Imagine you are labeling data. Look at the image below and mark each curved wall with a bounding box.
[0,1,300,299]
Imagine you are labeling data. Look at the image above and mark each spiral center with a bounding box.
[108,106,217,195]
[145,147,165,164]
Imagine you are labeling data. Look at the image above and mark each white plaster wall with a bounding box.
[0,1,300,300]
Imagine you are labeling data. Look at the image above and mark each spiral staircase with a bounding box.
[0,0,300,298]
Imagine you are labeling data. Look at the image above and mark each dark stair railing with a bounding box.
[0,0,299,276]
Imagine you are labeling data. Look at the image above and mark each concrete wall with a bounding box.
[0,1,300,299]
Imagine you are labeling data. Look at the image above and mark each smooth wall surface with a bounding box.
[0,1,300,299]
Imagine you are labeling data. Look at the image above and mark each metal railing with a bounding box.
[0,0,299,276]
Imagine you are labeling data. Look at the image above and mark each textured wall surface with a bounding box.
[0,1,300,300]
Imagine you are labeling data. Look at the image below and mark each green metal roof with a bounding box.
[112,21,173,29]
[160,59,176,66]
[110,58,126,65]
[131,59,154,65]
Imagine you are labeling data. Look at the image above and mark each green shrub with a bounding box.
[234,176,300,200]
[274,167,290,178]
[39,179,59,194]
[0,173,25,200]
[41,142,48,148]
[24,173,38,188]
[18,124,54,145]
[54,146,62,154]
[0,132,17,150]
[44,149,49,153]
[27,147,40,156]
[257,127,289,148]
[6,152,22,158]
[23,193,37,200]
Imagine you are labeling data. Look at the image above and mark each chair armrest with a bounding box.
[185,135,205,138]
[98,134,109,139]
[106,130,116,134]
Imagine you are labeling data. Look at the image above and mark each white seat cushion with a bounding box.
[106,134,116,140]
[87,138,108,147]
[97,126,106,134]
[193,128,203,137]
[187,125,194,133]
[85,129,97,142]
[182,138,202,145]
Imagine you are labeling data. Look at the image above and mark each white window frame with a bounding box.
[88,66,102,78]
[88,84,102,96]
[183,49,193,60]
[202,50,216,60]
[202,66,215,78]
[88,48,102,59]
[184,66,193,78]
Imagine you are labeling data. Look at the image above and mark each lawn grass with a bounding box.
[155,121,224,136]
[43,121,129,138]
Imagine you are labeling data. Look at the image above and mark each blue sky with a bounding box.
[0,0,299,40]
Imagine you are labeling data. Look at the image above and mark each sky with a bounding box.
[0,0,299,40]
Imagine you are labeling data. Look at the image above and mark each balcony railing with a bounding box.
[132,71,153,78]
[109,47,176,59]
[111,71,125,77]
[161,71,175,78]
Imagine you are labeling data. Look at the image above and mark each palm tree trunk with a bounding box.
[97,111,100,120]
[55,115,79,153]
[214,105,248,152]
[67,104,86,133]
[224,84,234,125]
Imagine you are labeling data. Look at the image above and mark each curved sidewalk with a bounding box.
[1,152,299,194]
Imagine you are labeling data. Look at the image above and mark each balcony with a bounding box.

* _WORK TASK_: Nothing but the lines from the one holding "balcony railing with a bounding box." to the end of the entries should be output, each exactly as it appears.

* _REPLY_:
Imagine you are labeling data. Look at the image above and mark each balcony railing with a bounding box.
[132,71,153,78]
[109,47,176,59]
[111,71,125,77]
[161,71,175,78]
Imagine you are labeling data. Look at the image above and mark each palm tree trunk with a bounding box.
[97,111,100,120]
[55,115,79,153]
[214,105,248,152]
[67,104,86,133]
[224,84,234,125]
Imagine you are labeling data. Look at the image above and mark each curved sidewalk with a bounding box.
[1,152,299,194]
Imagine you are labeling data. Look at the image above and mark each balcony with a bounding box.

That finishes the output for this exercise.